- _Materials provided_:

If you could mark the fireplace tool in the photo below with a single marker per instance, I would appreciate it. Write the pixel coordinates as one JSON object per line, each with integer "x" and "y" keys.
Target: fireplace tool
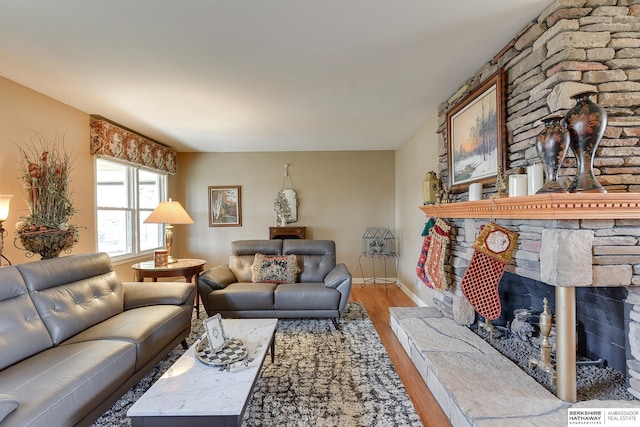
{"x": 544, "y": 363}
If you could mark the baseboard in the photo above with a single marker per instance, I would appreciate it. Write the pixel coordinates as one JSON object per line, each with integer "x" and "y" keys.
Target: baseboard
{"x": 402, "y": 286}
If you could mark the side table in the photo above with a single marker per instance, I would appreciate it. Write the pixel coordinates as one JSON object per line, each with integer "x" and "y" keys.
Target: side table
{"x": 190, "y": 269}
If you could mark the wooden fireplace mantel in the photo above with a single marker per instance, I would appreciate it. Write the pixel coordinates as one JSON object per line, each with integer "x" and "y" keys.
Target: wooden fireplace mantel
{"x": 544, "y": 206}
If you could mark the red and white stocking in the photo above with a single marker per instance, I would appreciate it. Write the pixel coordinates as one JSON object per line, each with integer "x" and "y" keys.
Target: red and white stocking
{"x": 493, "y": 250}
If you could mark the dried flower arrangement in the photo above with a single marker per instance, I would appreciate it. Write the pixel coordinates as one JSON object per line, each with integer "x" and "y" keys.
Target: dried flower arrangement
{"x": 46, "y": 170}
{"x": 281, "y": 206}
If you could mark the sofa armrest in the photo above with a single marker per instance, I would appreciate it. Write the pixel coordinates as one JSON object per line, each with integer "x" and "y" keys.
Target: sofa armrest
{"x": 140, "y": 294}
{"x": 337, "y": 276}
{"x": 215, "y": 278}
{"x": 218, "y": 277}
{"x": 340, "y": 279}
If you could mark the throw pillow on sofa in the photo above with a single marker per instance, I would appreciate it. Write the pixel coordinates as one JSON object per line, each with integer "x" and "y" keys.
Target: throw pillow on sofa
{"x": 274, "y": 269}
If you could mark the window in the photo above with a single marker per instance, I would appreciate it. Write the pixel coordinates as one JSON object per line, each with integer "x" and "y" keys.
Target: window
{"x": 126, "y": 195}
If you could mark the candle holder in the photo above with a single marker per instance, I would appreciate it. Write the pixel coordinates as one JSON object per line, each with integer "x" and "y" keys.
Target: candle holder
{"x": 544, "y": 362}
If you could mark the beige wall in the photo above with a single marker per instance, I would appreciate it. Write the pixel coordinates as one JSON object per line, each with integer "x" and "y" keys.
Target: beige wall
{"x": 339, "y": 195}
{"x": 24, "y": 114}
{"x": 414, "y": 159}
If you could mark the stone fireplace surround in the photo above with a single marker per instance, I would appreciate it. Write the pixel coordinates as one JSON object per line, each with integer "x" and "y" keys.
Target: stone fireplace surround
{"x": 573, "y": 46}
{"x": 566, "y": 241}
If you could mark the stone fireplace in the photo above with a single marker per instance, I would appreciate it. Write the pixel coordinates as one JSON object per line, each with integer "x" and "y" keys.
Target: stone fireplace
{"x": 592, "y": 260}
{"x": 600, "y": 315}
{"x": 589, "y": 254}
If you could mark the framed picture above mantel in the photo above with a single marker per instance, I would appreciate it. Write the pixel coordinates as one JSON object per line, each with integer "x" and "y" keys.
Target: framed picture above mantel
{"x": 476, "y": 135}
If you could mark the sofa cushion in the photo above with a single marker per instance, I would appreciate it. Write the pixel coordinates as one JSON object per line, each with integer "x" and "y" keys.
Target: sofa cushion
{"x": 274, "y": 269}
{"x": 243, "y": 255}
{"x": 8, "y": 404}
{"x": 56, "y": 386}
{"x": 22, "y": 332}
{"x": 150, "y": 328}
{"x": 74, "y": 293}
{"x": 316, "y": 258}
{"x": 306, "y": 296}
{"x": 243, "y": 296}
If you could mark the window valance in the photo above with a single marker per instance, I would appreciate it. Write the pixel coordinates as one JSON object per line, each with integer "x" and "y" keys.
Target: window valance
{"x": 111, "y": 140}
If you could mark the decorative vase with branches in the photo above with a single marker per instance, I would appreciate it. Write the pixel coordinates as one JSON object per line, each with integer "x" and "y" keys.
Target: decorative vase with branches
{"x": 282, "y": 208}
{"x": 46, "y": 175}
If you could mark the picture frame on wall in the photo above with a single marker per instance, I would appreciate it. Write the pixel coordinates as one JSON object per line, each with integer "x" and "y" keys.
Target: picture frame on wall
{"x": 225, "y": 206}
{"x": 476, "y": 135}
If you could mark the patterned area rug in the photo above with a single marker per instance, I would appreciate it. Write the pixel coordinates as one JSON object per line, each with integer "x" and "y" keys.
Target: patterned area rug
{"x": 321, "y": 377}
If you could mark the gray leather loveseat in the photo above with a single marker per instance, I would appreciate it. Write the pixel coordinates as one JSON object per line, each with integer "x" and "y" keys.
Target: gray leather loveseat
{"x": 74, "y": 338}
{"x": 319, "y": 288}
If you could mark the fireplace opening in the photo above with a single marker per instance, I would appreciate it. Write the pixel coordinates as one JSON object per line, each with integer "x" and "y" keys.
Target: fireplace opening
{"x": 601, "y": 335}
{"x": 600, "y": 315}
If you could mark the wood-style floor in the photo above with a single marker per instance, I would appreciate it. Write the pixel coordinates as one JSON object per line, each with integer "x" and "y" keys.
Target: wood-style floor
{"x": 377, "y": 302}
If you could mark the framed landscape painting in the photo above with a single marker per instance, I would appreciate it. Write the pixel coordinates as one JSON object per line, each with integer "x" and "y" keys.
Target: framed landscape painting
{"x": 475, "y": 135}
{"x": 225, "y": 206}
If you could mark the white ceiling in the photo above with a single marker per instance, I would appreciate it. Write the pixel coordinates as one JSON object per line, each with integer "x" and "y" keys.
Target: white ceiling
{"x": 234, "y": 75}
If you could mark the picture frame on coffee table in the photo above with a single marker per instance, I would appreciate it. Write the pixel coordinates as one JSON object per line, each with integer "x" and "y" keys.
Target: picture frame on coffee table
{"x": 476, "y": 135}
{"x": 215, "y": 332}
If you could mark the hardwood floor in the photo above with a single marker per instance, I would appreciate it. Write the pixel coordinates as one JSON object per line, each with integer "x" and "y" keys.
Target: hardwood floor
{"x": 377, "y": 302}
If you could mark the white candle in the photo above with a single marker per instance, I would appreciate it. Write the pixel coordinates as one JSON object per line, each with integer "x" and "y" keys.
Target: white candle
{"x": 534, "y": 178}
{"x": 517, "y": 185}
{"x": 475, "y": 191}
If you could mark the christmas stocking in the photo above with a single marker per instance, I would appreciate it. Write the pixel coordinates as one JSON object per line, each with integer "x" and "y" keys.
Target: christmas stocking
{"x": 420, "y": 270}
{"x": 493, "y": 250}
{"x": 437, "y": 254}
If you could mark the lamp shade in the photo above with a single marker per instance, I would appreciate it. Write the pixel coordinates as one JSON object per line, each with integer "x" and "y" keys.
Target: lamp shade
{"x": 5, "y": 200}
{"x": 169, "y": 212}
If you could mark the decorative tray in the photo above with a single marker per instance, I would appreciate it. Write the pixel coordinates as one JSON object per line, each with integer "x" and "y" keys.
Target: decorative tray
{"x": 232, "y": 352}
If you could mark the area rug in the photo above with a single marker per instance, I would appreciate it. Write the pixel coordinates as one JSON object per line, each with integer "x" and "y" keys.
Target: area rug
{"x": 321, "y": 377}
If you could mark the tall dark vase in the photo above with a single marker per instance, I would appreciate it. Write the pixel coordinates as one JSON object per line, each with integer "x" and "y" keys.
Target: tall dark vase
{"x": 552, "y": 144}
{"x": 586, "y": 123}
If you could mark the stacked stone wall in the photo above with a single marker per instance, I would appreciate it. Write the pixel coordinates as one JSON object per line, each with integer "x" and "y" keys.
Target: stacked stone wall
{"x": 573, "y": 46}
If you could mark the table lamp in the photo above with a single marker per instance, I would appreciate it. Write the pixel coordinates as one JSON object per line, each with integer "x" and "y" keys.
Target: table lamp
{"x": 5, "y": 200}
{"x": 169, "y": 213}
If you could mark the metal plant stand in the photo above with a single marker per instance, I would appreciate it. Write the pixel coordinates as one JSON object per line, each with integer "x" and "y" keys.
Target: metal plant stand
{"x": 379, "y": 243}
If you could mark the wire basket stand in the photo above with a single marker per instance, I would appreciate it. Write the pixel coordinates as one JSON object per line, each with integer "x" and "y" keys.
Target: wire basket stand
{"x": 379, "y": 243}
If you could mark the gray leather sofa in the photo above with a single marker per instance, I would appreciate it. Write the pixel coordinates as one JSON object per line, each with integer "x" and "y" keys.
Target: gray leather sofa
{"x": 321, "y": 289}
{"x": 74, "y": 338}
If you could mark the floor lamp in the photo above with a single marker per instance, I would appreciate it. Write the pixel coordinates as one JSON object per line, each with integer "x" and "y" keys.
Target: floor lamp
{"x": 169, "y": 213}
{"x": 5, "y": 201}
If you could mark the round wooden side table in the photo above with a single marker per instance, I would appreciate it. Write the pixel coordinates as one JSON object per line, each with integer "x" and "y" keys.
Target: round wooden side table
{"x": 188, "y": 268}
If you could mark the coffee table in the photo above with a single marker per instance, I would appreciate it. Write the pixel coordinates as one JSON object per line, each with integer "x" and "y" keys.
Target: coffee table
{"x": 195, "y": 394}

- _Required action_: Above are the entries. Copy exactly the part that opens with the line containing "Target: sofa cushion" and closes with the line containing "If you could mark the gray leather loveseat", and no more.

- _The completed task_:
Target: sofa cushion
{"x": 274, "y": 269}
{"x": 243, "y": 255}
{"x": 8, "y": 404}
{"x": 56, "y": 386}
{"x": 22, "y": 332}
{"x": 150, "y": 328}
{"x": 74, "y": 293}
{"x": 316, "y": 258}
{"x": 306, "y": 296}
{"x": 243, "y": 296}
If you could mark the window valance in the photo above with a single marker per instance, I would appreciate it. Write the pixel coordinates as one JSON object per line, each with integer "x" and "y" keys.
Target: window valance
{"x": 111, "y": 140}
If you could mark the decorative vase with branches in the photo above with a single marker per instance, I would appreciate it. Write the pixel coordinates as one JSON object per line, each with integer "x" and "y" keys.
Target: decorative vase with branches
{"x": 282, "y": 208}
{"x": 46, "y": 175}
If you could mark the picture frame on wall in the photo above with a single marker per instance, I would appreciate it. Write the pixel coordinates as one JSON object per line, each with integer "x" and "y" keys.
Target: picture frame on wall
{"x": 225, "y": 206}
{"x": 476, "y": 135}
If you could mark the patterned area rug in the photo above with a single marker per instance, I would appreciate it. Write the pixel coordinates as one JSON object per line, each with integer "x" and "y" keys.
Target: patterned area rug
{"x": 321, "y": 377}
If you could mark the gray leather loveseat in the photo above with a single marker per instance, I would appreciate it. Write the pixel coordinates as one JSON object per line, each with integer "x" and "y" keys.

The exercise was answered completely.